> _Provided records_:

-=-=-

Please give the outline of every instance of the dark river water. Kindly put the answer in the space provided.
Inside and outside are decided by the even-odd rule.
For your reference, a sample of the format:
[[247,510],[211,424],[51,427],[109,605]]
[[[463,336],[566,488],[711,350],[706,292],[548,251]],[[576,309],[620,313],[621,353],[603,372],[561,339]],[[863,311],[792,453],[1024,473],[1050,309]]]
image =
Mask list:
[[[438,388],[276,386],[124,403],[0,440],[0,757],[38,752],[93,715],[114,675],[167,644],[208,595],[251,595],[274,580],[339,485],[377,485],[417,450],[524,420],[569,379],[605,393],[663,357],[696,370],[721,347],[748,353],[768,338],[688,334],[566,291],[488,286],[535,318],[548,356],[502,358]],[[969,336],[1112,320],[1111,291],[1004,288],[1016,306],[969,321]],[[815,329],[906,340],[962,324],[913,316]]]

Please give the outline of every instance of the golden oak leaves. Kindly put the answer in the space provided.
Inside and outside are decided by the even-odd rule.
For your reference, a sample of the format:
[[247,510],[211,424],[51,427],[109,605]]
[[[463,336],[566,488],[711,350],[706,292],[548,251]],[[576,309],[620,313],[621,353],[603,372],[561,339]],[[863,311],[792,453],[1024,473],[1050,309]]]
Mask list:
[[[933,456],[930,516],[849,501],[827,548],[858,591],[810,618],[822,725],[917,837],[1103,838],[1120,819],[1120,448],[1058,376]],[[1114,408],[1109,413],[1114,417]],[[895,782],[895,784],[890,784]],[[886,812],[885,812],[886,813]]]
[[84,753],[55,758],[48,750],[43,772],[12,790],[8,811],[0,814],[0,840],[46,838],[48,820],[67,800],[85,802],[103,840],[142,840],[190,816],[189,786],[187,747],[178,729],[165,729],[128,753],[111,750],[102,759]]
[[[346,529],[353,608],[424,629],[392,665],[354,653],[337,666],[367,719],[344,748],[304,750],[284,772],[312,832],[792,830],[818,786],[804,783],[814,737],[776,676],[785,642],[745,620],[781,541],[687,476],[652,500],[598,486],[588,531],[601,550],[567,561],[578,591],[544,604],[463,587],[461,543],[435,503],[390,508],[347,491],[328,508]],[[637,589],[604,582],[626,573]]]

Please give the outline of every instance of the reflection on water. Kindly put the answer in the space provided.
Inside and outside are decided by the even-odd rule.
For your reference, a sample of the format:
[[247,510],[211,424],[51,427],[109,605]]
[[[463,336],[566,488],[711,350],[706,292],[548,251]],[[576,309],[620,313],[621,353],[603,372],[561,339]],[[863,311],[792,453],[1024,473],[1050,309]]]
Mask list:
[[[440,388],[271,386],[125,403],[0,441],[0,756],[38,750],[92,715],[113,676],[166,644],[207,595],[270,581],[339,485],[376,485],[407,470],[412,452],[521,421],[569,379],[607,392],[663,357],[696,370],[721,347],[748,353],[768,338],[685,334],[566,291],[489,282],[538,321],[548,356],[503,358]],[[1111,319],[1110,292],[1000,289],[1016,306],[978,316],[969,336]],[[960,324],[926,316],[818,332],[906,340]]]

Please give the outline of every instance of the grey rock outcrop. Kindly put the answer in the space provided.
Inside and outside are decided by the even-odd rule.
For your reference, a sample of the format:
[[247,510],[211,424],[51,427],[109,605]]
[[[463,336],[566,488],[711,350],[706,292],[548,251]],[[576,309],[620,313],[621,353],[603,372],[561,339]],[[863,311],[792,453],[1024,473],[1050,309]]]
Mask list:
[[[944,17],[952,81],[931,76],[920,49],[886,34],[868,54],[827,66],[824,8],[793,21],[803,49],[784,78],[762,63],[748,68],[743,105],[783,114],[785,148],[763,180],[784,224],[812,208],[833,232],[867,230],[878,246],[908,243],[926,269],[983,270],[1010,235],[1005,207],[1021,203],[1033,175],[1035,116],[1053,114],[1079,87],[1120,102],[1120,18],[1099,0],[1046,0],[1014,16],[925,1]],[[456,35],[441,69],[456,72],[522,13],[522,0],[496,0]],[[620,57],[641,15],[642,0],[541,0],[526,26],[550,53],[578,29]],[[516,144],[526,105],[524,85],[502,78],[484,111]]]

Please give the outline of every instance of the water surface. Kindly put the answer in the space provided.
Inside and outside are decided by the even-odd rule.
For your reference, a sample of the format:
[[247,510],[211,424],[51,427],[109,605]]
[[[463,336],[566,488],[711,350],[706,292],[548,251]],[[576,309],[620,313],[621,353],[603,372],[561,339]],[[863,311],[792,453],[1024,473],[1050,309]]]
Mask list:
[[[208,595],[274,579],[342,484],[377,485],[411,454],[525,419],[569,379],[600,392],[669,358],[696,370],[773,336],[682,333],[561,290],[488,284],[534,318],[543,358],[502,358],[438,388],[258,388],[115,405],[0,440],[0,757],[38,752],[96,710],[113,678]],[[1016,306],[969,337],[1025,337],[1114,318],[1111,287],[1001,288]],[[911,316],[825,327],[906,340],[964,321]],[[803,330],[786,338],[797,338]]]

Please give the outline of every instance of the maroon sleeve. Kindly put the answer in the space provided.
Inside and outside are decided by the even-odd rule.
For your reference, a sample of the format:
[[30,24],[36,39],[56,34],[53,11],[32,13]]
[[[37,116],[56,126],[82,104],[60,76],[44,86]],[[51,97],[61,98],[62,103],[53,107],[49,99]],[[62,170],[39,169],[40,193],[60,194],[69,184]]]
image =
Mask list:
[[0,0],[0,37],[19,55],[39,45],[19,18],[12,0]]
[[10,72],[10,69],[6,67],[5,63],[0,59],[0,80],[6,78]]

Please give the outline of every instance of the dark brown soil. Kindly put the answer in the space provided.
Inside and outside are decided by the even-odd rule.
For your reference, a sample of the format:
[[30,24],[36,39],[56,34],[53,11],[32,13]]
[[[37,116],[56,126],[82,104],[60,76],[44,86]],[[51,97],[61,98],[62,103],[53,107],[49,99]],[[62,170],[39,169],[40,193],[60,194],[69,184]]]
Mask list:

-=-=-

> _What you should do_:
Repeat the data exactly. Leave nothing out.

> _Task answer_:
Please give the outline of every instance of the dark river water. Kindly put the answer in the space provided.
Inside and outside are decided by the even-odd rule.
For your reference, a sample of the format:
[[247,510],[211,424],[51,427],[109,605]]
[[[463,336],[566,488],[711,350],[706,292],[548,251]],[[576,309],[620,313],[621,353],[603,372],[561,339]],[[863,311],[792,453],[1024,473],[1050,309]]]
image =
Mask list:
[[[438,388],[276,386],[124,403],[0,440],[0,757],[38,752],[93,715],[114,675],[167,644],[208,595],[251,595],[274,580],[339,485],[377,485],[417,450],[524,420],[569,379],[605,393],[663,357],[696,370],[721,347],[748,353],[768,338],[688,334],[566,291],[488,286],[535,318],[548,356],[502,358]],[[969,336],[1112,320],[1111,291],[1004,288],[1016,306],[969,321]],[[815,329],[906,340],[962,324],[913,316]]]

Please give the outline of every instance of the golden oak leaves. Kindly put the answer in the space provided.
Inside and outside are decided by the even-odd rule.
For your reference, a sample of the format:
[[247,510],[211,424],[51,427],[109,605]]
[[[463,336],[566,488],[711,350],[706,292],[548,251]],[[576,309],[620,313],[621,353],[603,372],[561,339]],[[863,311],[792,453],[1024,473],[1050,309]]]
Mask list:
[[[933,456],[930,516],[849,501],[827,548],[858,591],[810,618],[822,725],[917,837],[1103,838],[1120,819],[1120,448],[1058,376]],[[1114,408],[1109,413],[1114,417]],[[895,782],[895,784],[890,784]],[[886,812],[885,812],[886,813]]]
[[84,753],[55,758],[48,750],[43,772],[12,790],[8,811],[0,814],[0,840],[46,838],[48,820],[67,800],[85,802],[103,840],[142,840],[190,816],[189,786],[187,747],[178,729],[165,729],[128,753],[111,750],[102,759]]
[[[346,529],[353,608],[424,629],[392,665],[354,653],[337,666],[367,719],[344,748],[304,750],[284,772],[312,832],[792,830],[818,786],[804,783],[814,737],[776,676],[785,642],[745,620],[781,541],[687,476],[652,500],[598,486],[588,531],[601,550],[567,561],[578,591],[544,604],[463,587],[461,543],[435,503],[390,508],[347,491],[328,508]],[[637,589],[604,582],[626,573]]]

Please give the outline of every instance of the reflection on water. Kindly put the answer in the space provided.
Inside and outside are decided by the even-odd rule.
For your reference, a sample of the format:
[[247,510],[211,424],[51,427],[109,605]]
[[[463,336],[566,488],[711,350],[706,292],[548,251]],[[576,309],[620,313],[621,353],[603,372],[561,339]],[[863,311],[792,453],[1024,473],[1050,309]]]
Mask list:
[[[440,388],[271,386],[125,403],[0,441],[0,756],[38,750],[92,715],[113,676],[166,644],[207,595],[270,581],[339,485],[376,485],[407,470],[412,452],[521,421],[569,379],[607,392],[663,357],[696,370],[721,347],[748,353],[768,338],[685,334],[566,291],[489,282],[538,321],[548,356],[503,358]],[[1111,319],[1110,292],[1000,289],[1016,306],[978,316],[969,336]],[[960,324],[926,316],[818,332],[906,340]]]

Please give the outline of every instance of the grey rock outcrop. Kindly put the answer in the space provided.
Inside and outside are decided by the even-odd rule.
For your reference, a sample of the format:
[[247,510],[211,424],[51,427],[109,605]]
[[[463,336],[566,488],[711,350],[706,292],[548,251]],[[576,309],[620,313],[621,353],[603,372],[561,339]],[[863,311],[792,453],[1024,473],[1050,309]]]
Mask list:
[[[944,17],[952,81],[931,76],[920,49],[886,34],[868,54],[827,66],[824,8],[793,21],[803,49],[784,78],[762,63],[748,68],[743,105],[783,114],[785,148],[763,180],[784,224],[812,208],[833,232],[867,230],[878,246],[908,243],[926,269],[983,270],[1010,235],[1005,207],[1021,203],[1033,175],[1035,116],[1053,114],[1079,87],[1120,102],[1120,18],[1099,0],[1046,0],[1014,16],[925,1]],[[456,35],[441,69],[456,72],[522,13],[522,0],[496,0]],[[620,57],[641,15],[642,0],[541,0],[526,26],[550,53],[578,29]],[[516,144],[526,105],[524,85],[502,78],[484,111]]]

Please give the outline of every instance of the water surface. Kindly put the answer in the space provided.
Inside and outside are decided by the even-odd rule.
For your reference, a sample of the format:
[[247,510],[211,424],[51,427],[109,605]]
[[[463,336],[566,488],[711,350],[706,292],[548,251]],[[576,309],[620,313],[621,353],[603,372],[561,339]],[[863,311],[792,453],[1024,473],[1050,309]]]
Mask list:
[[[208,595],[274,579],[342,484],[377,485],[411,454],[525,419],[569,379],[600,392],[669,358],[696,370],[773,336],[682,333],[561,290],[488,284],[534,318],[543,358],[502,358],[438,388],[258,388],[115,405],[0,440],[0,757],[38,752],[96,710],[113,678]],[[1016,306],[969,337],[1025,337],[1114,318],[1111,287],[1001,288]],[[911,316],[825,327],[906,340],[964,321]],[[803,330],[786,338],[797,338]]]

Please give the outline of every instance of the maroon sleeve. Kindly put the answer in the space provided.
Inside and outside are decided by the even-odd rule.
For your reference, a sample of the format:
[[30,24],[36,39],[56,34],[53,11],[32,13]]
[[[37,116],[56,126],[82,104],[60,76],[44,86]],[[51,97],[61,98],[62,103],[53,107],[49,99]],[[62,170],[39,169],[40,193],[60,194],[69,184]]]
image =
Mask list:
[[0,0],[0,37],[19,55],[39,45],[19,18],[12,0]]
[[10,72],[10,69],[6,67],[5,63],[0,59],[0,80],[6,78]]

Please give the outline of every instance of the dark brown soil. Kindly put the answer in the space provided.
Inside and outside are decided by the even-odd rule.
For your reference, a sample of the format:
[[30,24],[36,39],[56,34],[53,11],[32,13]]
[[[37,116],[56,126],[82,104],[60,76],[44,86]],[[51,97],[61,98],[62,103],[53,107],[49,99]],[[62,170],[39,169],[40,193],[60,194],[69,184]]]
Mask list:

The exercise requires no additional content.